## What you need to do
Which of the lines below hold the word "drop"? Pull each of them out.

## Point-per-instance localization data
----------------

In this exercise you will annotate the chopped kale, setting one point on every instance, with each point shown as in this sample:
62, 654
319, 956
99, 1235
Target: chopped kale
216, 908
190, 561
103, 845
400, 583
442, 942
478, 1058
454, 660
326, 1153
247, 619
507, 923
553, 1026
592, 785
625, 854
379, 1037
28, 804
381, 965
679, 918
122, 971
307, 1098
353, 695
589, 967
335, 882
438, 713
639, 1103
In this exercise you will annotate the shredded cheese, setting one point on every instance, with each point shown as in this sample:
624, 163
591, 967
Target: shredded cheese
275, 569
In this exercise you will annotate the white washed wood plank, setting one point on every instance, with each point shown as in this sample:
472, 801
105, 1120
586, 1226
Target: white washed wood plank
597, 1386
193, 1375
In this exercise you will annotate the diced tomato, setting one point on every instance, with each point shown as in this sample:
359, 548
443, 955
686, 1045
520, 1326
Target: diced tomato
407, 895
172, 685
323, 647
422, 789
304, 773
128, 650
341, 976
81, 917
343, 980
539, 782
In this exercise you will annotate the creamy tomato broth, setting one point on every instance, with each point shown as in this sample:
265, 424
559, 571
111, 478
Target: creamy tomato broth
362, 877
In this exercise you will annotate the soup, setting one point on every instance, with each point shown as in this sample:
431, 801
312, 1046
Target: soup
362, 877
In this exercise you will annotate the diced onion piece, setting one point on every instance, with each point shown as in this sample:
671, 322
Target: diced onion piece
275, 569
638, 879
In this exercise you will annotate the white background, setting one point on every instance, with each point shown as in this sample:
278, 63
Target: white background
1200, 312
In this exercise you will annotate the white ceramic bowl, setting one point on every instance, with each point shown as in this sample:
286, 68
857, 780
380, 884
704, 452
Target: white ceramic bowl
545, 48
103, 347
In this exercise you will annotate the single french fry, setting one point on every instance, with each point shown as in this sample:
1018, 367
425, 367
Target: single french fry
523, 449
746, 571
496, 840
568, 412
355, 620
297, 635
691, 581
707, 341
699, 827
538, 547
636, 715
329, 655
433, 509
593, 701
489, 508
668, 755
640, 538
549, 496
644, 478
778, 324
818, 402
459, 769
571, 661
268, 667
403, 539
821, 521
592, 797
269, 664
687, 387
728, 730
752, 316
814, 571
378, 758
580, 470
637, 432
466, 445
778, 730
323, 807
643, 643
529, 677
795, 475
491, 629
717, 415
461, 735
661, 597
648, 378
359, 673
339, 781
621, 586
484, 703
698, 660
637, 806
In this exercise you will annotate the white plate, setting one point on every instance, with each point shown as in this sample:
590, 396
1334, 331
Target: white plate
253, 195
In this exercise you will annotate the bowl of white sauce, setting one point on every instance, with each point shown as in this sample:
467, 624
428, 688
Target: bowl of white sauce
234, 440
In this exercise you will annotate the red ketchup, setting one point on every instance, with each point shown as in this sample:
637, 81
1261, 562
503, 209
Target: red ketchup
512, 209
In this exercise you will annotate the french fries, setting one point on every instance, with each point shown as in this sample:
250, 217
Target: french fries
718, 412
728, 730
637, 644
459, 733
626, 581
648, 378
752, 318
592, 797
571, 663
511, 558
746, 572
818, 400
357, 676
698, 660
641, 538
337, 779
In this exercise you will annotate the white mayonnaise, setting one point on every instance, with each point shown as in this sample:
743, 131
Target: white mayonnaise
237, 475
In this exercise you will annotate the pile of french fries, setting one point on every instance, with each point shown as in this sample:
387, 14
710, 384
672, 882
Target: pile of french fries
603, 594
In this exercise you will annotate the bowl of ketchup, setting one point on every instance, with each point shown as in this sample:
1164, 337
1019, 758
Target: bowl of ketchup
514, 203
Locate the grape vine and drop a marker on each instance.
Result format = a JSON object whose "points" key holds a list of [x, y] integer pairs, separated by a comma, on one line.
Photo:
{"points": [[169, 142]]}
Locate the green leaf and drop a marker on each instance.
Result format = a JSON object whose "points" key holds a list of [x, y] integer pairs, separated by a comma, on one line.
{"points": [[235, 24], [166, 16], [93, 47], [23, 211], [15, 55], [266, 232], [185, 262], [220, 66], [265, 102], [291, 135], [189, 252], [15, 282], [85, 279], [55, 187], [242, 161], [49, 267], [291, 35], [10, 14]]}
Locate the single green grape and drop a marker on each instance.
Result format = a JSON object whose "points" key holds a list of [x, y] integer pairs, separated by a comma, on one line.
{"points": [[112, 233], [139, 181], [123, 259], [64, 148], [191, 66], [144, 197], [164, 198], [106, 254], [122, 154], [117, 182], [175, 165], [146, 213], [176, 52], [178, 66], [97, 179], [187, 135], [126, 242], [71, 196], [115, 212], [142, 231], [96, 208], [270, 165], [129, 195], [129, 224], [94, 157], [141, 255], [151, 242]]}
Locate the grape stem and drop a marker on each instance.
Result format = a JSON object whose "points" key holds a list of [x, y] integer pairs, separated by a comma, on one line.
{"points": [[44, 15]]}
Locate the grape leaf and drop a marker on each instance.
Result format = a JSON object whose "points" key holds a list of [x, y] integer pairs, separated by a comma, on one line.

----------------

## Answer to the problem
Locate the grape vine and drop a marker on each instance.
Locate the green leaf and drop a marker on each instance.
Locate the single green grape and drop a marker on each instance.
Locate the grape stem and drop a marker on each instance.
Locate the grape leaf and drop a marker on each instance.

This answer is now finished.